### Exercise requirements
Please extract every line of text from the rows below and repeat each one word for word, leaving the pictures out.

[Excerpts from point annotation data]

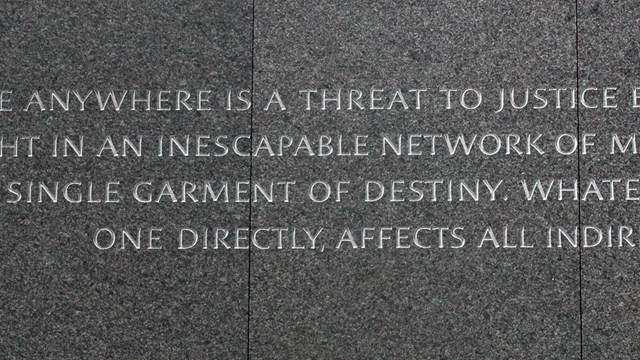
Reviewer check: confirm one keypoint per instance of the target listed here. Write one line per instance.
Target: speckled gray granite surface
(60, 297)
(415, 303)
(608, 57)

### Exercise solution
Reviewer check: confirm one keypoint per instance of the target listed here. Write one line per instance.
Target: speckled gray granite surface
(60, 297)
(415, 303)
(608, 57)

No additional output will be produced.